**YOUR INSTRUCTIONS**. From the listing below, extract each entry exactly as written, minus the images.

::: ENTRIES SHOWN

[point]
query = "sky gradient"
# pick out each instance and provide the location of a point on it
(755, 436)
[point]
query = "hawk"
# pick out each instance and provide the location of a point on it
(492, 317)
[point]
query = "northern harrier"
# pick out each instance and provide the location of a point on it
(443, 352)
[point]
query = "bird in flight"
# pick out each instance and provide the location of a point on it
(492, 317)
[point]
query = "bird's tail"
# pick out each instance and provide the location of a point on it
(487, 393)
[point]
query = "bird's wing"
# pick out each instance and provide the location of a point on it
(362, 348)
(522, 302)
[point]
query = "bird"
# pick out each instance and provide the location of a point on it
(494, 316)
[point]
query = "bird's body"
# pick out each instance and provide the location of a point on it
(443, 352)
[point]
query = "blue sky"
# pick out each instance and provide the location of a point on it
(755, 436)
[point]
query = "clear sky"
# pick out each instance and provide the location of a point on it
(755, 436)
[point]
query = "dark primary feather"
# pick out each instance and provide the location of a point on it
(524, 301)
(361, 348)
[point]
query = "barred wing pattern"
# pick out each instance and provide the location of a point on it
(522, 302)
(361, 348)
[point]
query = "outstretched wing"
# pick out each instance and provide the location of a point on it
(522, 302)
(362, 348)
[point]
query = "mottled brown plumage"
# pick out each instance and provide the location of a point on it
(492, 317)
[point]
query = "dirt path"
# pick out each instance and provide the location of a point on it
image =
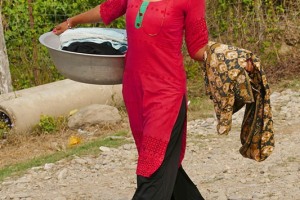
(212, 161)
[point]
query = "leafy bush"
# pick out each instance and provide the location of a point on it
(49, 124)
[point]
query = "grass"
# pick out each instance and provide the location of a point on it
(91, 148)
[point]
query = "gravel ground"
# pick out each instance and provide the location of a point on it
(212, 161)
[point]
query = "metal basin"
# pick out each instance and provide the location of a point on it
(86, 68)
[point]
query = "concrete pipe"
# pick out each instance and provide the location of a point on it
(23, 109)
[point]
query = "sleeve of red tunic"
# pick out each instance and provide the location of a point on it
(112, 9)
(196, 33)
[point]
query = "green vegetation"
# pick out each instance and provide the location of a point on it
(80, 150)
(260, 26)
(49, 124)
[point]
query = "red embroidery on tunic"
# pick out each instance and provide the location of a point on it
(151, 155)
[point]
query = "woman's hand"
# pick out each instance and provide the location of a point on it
(90, 16)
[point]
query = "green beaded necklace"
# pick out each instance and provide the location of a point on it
(140, 14)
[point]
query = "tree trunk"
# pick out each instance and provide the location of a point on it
(5, 77)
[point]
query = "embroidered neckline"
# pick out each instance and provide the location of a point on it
(141, 13)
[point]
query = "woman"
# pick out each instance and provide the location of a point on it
(154, 85)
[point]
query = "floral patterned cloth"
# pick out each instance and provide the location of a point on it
(230, 87)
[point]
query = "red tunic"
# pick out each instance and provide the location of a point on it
(154, 80)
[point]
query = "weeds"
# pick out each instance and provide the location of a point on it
(49, 124)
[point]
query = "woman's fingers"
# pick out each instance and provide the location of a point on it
(59, 29)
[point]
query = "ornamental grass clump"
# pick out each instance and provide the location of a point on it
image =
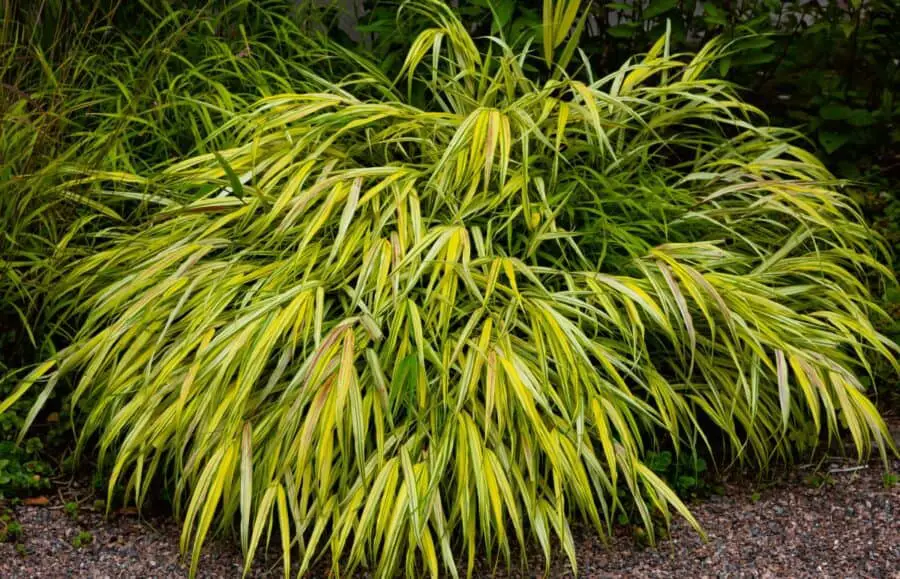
(404, 323)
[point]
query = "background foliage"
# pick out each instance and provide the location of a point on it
(96, 112)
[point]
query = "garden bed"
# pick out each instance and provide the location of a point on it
(832, 518)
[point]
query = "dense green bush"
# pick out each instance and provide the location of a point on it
(402, 321)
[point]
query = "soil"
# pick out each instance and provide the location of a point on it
(832, 519)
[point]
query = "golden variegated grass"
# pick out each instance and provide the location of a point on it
(403, 331)
(111, 104)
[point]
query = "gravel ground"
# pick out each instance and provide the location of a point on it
(847, 527)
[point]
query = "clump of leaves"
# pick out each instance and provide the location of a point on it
(82, 539)
(71, 509)
(684, 473)
(819, 479)
(10, 530)
(415, 322)
(22, 471)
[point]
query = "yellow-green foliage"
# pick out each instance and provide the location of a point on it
(405, 333)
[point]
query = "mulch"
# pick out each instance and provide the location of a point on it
(832, 519)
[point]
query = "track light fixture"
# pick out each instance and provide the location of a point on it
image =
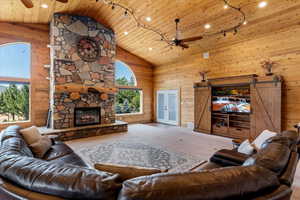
(130, 12)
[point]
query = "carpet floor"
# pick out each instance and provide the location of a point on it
(181, 142)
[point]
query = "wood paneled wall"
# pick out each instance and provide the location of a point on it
(38, 37)
(281, 46)
(143, 71)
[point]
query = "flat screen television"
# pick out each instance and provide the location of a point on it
(225, 104)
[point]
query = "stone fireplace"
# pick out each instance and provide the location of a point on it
(82, 73)
(84, 116)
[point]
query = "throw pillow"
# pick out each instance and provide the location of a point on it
(31, 135)
(127, 172)
(246, 148)
(266, 134)
(40, 147)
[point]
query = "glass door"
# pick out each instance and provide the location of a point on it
(167, 107)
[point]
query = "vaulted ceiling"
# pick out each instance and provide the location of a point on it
(278, 15)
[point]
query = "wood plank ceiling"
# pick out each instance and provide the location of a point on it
(193, 13)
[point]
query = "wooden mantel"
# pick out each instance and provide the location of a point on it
(71, 87)
(76, 89)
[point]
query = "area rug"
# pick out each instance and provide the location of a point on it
(138, 154)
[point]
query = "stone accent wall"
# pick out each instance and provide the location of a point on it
(68, 68)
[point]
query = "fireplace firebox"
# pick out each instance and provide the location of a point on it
(87, 116)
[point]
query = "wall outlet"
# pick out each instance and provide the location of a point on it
(206, 55)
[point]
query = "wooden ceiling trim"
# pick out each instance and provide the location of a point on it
(194, 14)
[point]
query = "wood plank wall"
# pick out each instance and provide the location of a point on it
(281, 46)
(143, 71)
(38, 36)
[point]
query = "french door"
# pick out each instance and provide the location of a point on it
(167, 107)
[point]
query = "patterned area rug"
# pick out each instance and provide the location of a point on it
(138, 154)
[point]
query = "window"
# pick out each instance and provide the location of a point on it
(15, 64)
(128, 99)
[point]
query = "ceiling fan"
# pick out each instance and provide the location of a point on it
(181, 42)
(29, 4)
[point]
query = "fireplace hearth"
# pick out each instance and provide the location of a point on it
(87, 116)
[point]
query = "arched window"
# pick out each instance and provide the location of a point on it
(15, 62)
(129, 97)
(124, 75)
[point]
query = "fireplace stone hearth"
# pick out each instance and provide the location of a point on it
(87, 116)
(82, 57)
(82, 78)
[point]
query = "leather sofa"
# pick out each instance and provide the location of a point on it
(61, 174)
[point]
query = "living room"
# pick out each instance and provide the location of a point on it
(134, 100)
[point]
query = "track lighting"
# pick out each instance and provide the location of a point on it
(235, 32)
(140, 24)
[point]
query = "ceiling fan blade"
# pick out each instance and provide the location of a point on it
(27, 3)
(177, 31)
(192, 39)
(184, 46)
(62, 1)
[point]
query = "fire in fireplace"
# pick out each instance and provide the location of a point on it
(87, 116)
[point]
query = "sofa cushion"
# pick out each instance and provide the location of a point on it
(222, 183)
(40, 147)
(17, 145)
(127, 172)
(11, 131)
(287, 176)
(59, 149)
(274, 157)
(225, 157)
(277, 139)
(293, 136)
(246, 148)
(54, 178)
(31, 135)
(266, 134)
(72, 159)
(281, 193)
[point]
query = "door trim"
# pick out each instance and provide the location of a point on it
(178, 107)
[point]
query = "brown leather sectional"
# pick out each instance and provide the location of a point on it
(61, 174)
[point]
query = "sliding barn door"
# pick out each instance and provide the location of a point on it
(203, 109)
(265, 107)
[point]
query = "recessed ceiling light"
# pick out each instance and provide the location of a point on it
(148, 19)
(207, 26)
(44, 5)
(262, 4)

::::::

**RESULT OF THIS EXERCISE**.
[point]
query = "sky gradient"
# pick out each instance and provide the location of a point on it
(755, 436)
[point]
query = "hawk"
# pick out each instance and provide the location of a point on it
(492, 317)
[point]
query = "northern harrier"
# pick out each instance and provide the location of a point on it
(443, 352)
[point]
query = "bird in flight"
# pick out each instance and provide the location of a point on it
(492, 317)
[point]
query = "bird's tail"
# pick out each instance and provide the location of a point on it
(487, 393)
[point]
query = "bird's wing"
# pick out each instance and provide the location of a point on it
(362, 348)
(522, 302)
[point]
query = "bird"
# pick out each instance and provide the location of a point on it
(494, 316)
[point]
query = "bird's body"
# pick out each instance and provide the location of a point on it
(443, 352)
[point]
query = "blue sky"
# pick out each instance and provide the location of a point on it
(755, 436)
[point]
query = "clear sky"
# pick out each instance and provide the location of a point on it
(755, 436)
[point]
query = "dark primary feather"
# pick out each instance and provide the location of a point on it
(524, 301)
(361, 348)
[point]
query = "barred wing pattern"
# pick out each instance and provide the location of a point on it
(522, 302)
(361, 348)
[point]
query = "outstretched wing"
# pick out each instance and provide the location of a point on it
(522, 302)
(362, 348)
[point]
query = "mottled brown plumage"
# pick out each instance and provide the location of a point on it
(492, 317)
[point]
query = "dirt path"
# pick out each instance and provide the location of a point on it
image =
(212, 161)
[point]
query = "leafy bush"
# pick out each instance and provide the location of a point on it
(49, 124)
[point]
query = "grass"
# pick out each instance and provide the location of a point on it
(91, 148)
[point]
query = "gravel ground"
# pick out each instance and provide the location of a point on it
(212, 161)
[point]
query = "metal basin"
# pick out each instance and provide the location of a point on it
(86, 68)
[point]
query = "concrete pipe"
# pick out each instance and provide the location of a point on it
(23, 109)
[point]
query = "sleeve of red tunic"
# pick out each instance and provide the location of a point on it
(112, 9)
(196, 33)
[point]
query = "green vegetation"
# pick out each instance and provide the location of a point on it
(80, 150)
(260, 26)
(49, 124)
[point]
query = "red embroidery on tunic"
# pick out each instance and provide the location of a point on it
(151, 155)
[point]
query = "woman's hand"
# pick out each instance and provide the location of a point on it
(90, 16)
[point]
query = "green beaded necklace"
# pick out each instance and provide the location of a point on it
(140, 14)
[point]
query = "tree trunk"
# pick out each instance and provide the location of a point on it
(5, 77)
[point]
query = "embroidered neckline"
# pick out each instance and provide the location of a point on it
(141, 13)
[point]
query = "woman"
# pick out each instance and provide the location of a point on it
(154, 85)
[point]
query = "floral patterned cloth"
# pick out each instance and provide the location of a point on it
(230, 87)
[point]
query = "red tunic"
# pick out each instance and provide the location of a point on it
(154, 80)
[point]
query = "weeds"
# pick out each instance and provide the location of a point on it
(49, 124)
[point]
query = "woman's fingers"
# pick out each instance and provide the location of a point on it
(59, 29)
[point]
query = "ornamental grass clump"
# pick out each instance and provide the location of a point on it
image =
(404, 323)
[point]
query = "background foliage"
# pick out each instance and provide the location of a point on it
(96, 112)
[point]
query = "garden bed"
# pick out each instance and provide the location of a point on it
(832, 518)
[point]
query = "dense green bush"
# pick out each instance and provide the location of a point on it
(402, 321)
[point]
query = "soil"
# pick out each instance and provide the location of a point on it
(832, 519)
[point]
query = "golden variegated grass"
# pick out each instance and provide the location of a point on it
(403, 331)
(111, 104)
[point]
query = "gravel ground"
# pick out each instance and provide the location of a point on it
(847, 527)
[point]
query = "clump of leaves"
# pick out each instance and provide the location of a point on it
(82, 539)
(71, 509)
(684, 473)
(819, 479)
(10, 530)
(415, 322)
(22, 471)
[point]
query = "yellow-green foliage"
# pick out each instance and provide the location of a point on it
(405, 333)
[point]
query = "mulch"
# pick out each instance and provide the location of a point on it
(832, 519)
[point]
query = "track light fixture"
# pick out each instance and provide the location of a point on it
image =
(130, 12)
[point]
query = "carpet floor"
# pick out each instance and provide the location of a point on it
(181, 142)
[point]
query = "wood paneled wall"
# pick out each instance and provide the location of a point on it
(38, 37)
(281, 46)
(143, 71)
[point]
query = "flat screen television"
# pick out each instance and provide the location of a point on it
(225, 104)
[point]
query = "stone fireplace"
# pick out each instance and provide the location of a point on it
(82, 73)
(84, 116)
[point]
query = "throw pillow"
# pick out each instance and provide the location of a point on it
(31, 135)
(127, 172)
(246, 148)
(266, 134)
(40, 147)
[point]
query = "glass door"
# pick out each instance and provide the location of a point on it
(167, 107)
[point]
query = "vaulted ceiling"
# pick out each instance and provide the location of a point on it
(278, 15)
[point]
query = "wood plank ceiling"
# pick out each instance and provide the location of a point on it
(193, 13)
[point]
query = "wooden mantel"
# pick out each instance and provide the location of a point on it
(71, 87)
(76, 89)
[point]
query = "area rug"
# pick out each instance and provide the location of a point on it
(138, 154)
[point]
query = "stone accent wall"
# pick out each instance and provide the location of a point on it
(68, 68)
[point]
query = "fireplace firebox"
# pick out each instance and provide the location of a point on it
(87, 116)
[point]
query = "wall outlet"
# pick out each instance and provide the location of a point on it
(206, 55)
[point]
query = "wooden ceiling trim"
# pick out each instance and provide the location of a point on it
(194, 14)
[point]
query = "wood plank wall"
# pick out each instance and provide the location of a point on it
(281, 46)
(143, 71)
(38, 36)
[point]
query = "french door"
# pick out each instance and provide the location of a point on it
(167, 107)
[point]
query = "patterned area rug"
# pick out each instance and provide the location of a point on it
(138, 154)
[point]
query = "window"
# pick out each instance and provide the location of a point on it
(15, 64)
(128, 99)
[point]
query = "ceiling fan"
# pick out each instance and provide the location of a point on it
(181, 42)
(29, 4)
[point]
query = "fireplace hearth"
# pick out each instance and provide the location of a point on it
(87, 116)
[point]
query = "arched window"
# pick out each instance and provide the location of a point on it
(15, 62)
(129, 97)
(124, 75)
[point]
query = "fireplace stone hearth"
# pick out each instance and provide the location of a point on it
(87, 116)
(82, 57)
(82, 78)
[point]
query = "leather sofa"
# pick out each instance and provide the location of a point on it
(61, 174)
[point]
query = "living room"
# pick out each instance and provide the location of a point on it
(134, 100)
[point]
query = "track lighting"
# pick out each instance and provide the location of a point on it
(235, 32)
(140, 24)
[point]
query = "ceiling fan blade"
# pick out each instance and provide the location of a point on it
(27, 3)
(177, 31)
(192, 39)
(184, 46)
(62, 1)
[point]
query = "fire in fireplace"
# pick out each instance and provide the location of a point on it
(87, 116)
[point]
query = "sofa cushion"
# pick out each instance and provide the location of a point on it
(222, 183)
(40, 147)
(17, 145)
(127, 172)
(11, 131)
(287, 176)
(59, 149)
(274, 157)
(225, 157)
(277, 139)
(293, 136)
(246, 148)
(54, 178)
(31, 135)
(266, 134)
(72, 159)
(281, 193)
[point]
query = "door trim"
# pick out each instance and provide the location of a point on it
(178, 107)
[point]
query = "brown leather sectional"
# pick out each instance and provide the location of a point on it
(61, 174)
[point]
query = "sliding barn door"
# pick out each instance and provide the location of a point on it
(203, 109)
(265, 107)
[point]
query = "recessed ceiling light"
# pick out each instance and provide the location of a point on it
(148, 19)
(207, 26)
(44, 5)
(262, 4)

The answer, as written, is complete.